[Written exercise]
Reproduce the closing part of the entries exactly: the line with "Where can the brown" and all lines after it, ending with the last line, and nothing else.

******

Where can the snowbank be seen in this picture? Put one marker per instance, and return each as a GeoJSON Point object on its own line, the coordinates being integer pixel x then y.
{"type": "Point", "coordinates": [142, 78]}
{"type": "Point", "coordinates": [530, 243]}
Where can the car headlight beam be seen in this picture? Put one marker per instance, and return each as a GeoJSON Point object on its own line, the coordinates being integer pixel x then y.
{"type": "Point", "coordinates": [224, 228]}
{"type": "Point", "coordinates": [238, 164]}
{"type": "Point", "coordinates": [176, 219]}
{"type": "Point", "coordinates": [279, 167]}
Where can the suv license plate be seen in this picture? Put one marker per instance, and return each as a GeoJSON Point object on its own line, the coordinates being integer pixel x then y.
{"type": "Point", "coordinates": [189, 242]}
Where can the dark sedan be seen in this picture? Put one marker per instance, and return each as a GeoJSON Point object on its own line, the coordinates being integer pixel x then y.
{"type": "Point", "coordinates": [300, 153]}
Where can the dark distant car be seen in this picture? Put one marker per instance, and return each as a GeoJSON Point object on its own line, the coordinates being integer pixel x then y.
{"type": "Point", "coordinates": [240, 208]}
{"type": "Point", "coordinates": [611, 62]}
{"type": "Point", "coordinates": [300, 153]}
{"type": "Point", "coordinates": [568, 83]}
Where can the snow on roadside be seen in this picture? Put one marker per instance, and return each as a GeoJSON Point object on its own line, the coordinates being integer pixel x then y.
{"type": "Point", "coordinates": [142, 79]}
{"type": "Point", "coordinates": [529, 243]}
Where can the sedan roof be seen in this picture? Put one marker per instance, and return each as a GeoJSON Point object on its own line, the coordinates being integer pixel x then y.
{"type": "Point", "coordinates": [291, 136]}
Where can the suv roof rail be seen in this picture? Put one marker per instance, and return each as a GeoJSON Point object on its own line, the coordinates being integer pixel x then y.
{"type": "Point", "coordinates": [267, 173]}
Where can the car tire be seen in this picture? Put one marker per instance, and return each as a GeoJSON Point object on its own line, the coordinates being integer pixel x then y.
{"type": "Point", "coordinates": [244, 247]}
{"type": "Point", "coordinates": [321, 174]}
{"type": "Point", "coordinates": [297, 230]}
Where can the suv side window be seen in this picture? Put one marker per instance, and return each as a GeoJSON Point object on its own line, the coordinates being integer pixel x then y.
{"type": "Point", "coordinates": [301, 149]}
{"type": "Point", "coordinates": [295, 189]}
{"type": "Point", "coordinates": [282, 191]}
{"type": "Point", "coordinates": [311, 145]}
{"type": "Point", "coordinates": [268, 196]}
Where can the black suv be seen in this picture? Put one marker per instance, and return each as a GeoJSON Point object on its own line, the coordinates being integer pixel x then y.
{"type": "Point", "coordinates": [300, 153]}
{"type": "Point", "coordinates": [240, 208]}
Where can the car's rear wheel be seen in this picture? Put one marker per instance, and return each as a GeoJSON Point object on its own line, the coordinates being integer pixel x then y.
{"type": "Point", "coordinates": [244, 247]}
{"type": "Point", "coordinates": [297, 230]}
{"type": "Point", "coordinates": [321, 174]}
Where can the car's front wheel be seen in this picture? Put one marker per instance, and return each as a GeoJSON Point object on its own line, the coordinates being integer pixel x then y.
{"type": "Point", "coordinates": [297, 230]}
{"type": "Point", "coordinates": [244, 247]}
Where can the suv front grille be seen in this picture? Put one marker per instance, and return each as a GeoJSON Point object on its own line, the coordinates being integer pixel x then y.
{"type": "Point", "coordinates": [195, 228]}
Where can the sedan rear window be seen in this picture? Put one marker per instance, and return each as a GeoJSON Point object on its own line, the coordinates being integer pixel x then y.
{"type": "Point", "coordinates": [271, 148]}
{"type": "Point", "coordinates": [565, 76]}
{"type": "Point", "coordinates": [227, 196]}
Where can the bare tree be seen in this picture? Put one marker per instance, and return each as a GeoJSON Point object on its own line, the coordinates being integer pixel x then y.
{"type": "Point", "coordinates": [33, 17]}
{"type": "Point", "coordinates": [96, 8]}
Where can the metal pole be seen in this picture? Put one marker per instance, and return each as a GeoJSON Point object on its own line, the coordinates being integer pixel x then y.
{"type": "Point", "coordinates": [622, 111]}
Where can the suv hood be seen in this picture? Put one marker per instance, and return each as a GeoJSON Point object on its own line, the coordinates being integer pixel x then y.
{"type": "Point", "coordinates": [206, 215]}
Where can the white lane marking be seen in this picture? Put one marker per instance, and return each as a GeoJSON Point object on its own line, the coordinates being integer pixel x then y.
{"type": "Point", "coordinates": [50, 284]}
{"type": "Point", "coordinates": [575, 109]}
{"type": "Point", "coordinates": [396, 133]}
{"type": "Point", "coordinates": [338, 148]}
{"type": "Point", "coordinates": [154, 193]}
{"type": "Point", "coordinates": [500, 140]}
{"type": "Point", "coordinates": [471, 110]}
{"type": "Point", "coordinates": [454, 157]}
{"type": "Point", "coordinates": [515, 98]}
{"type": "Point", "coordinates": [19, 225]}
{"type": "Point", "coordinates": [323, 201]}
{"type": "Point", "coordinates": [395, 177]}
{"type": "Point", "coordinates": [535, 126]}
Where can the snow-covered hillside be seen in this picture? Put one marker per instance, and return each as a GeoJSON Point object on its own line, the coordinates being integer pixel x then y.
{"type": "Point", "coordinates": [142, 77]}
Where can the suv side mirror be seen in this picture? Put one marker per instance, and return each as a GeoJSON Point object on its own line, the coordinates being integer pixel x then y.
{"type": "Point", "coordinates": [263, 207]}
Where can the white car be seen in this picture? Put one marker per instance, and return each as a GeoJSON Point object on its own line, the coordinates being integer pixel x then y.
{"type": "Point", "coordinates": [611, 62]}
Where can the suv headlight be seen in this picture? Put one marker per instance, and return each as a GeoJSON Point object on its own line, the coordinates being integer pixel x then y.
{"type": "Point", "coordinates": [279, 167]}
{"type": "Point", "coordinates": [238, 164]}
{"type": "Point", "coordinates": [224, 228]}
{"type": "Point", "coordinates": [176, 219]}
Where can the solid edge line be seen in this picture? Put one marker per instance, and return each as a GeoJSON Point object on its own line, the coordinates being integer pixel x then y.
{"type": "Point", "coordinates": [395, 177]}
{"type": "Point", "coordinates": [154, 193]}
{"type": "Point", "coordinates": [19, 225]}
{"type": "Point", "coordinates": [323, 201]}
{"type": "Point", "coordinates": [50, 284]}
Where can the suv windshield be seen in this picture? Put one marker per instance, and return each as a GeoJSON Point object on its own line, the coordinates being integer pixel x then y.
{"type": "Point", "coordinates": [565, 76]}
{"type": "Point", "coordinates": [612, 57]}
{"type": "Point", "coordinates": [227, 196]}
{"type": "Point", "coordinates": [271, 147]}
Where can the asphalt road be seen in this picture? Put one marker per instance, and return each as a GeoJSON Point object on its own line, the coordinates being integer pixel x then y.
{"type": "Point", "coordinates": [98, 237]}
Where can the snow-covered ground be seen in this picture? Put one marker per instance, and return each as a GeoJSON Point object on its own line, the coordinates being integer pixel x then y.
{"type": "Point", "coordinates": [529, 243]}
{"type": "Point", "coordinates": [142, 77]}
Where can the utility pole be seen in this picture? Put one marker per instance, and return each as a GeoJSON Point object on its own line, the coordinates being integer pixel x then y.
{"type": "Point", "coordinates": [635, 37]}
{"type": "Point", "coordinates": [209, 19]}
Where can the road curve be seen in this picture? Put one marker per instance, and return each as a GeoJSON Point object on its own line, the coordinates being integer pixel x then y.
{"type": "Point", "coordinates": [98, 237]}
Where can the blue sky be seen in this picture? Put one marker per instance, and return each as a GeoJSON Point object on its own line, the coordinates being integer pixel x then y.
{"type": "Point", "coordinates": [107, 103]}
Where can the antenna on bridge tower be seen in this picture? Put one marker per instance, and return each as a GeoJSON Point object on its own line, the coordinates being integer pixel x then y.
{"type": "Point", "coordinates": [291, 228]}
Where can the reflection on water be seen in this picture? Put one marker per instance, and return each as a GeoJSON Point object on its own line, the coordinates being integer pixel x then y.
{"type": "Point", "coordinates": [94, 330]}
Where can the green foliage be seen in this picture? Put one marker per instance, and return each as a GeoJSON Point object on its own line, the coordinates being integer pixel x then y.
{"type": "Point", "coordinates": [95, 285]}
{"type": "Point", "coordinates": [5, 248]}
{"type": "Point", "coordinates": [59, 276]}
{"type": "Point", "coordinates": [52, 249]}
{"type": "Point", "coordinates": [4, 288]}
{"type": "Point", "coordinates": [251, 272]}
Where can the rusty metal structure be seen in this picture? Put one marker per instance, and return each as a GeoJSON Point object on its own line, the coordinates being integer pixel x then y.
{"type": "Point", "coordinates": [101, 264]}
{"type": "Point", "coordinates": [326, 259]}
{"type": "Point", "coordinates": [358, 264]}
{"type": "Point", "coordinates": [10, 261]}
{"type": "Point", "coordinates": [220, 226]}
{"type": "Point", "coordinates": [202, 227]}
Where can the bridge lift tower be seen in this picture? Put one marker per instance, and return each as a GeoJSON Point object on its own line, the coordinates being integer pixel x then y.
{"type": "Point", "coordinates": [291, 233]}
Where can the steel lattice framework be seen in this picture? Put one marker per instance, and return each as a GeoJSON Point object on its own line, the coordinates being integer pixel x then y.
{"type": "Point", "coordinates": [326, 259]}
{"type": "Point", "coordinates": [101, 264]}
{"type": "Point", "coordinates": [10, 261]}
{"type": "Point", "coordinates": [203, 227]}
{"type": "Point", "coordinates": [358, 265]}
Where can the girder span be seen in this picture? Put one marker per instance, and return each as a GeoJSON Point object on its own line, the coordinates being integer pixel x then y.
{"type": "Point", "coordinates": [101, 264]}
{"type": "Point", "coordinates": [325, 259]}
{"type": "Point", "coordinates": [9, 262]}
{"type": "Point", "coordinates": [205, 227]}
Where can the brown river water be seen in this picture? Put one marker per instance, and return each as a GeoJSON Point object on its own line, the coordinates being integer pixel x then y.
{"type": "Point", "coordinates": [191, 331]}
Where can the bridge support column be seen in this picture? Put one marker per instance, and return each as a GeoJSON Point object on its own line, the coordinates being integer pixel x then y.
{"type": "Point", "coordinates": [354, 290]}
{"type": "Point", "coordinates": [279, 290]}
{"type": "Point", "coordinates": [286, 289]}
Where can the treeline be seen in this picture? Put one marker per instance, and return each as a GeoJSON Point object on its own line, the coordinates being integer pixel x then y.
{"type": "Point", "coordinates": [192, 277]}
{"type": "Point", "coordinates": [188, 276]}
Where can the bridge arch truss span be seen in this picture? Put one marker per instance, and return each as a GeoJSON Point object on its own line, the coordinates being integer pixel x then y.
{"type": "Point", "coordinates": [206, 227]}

******

[Result of the exercise]
Where can the brown river water be seen in this picture? Put one marker per instance, and return each as a GeoJSON Point object on its own line, the coordinates being integer pixel x then y.
{"type": "Point", "coordinates": [191, 331]}
Where can the bridge support column be seen in this picture? Put one marker per instance, and return each as a GeoJSON Point object on its own line, the coordinates being integer pixel x then y.
{"type": "Point", "coordinates": [354, 290]}
{"type": "Point", "coordinates": [279, 290]}
{"type": "Point", "coordinates": [286, 289]}
Where can the treeline be seen in this picture? Put one marker per instance, and return each as a GeoJSON Point object on its own line, the coordinates being integer pixel x then y.
{"type": "Point", "coordinates": [192, 277]}
{"type": "Point", "coordinates": [188, 276]}
Where can the bridge arch truss span be seen in this picture? Put one marker per instance, and return each as a GeoJSON Point object on its own line, the coordinates being integer pixel x then y.
{"type": "Point", "coordinates": [206, 227]}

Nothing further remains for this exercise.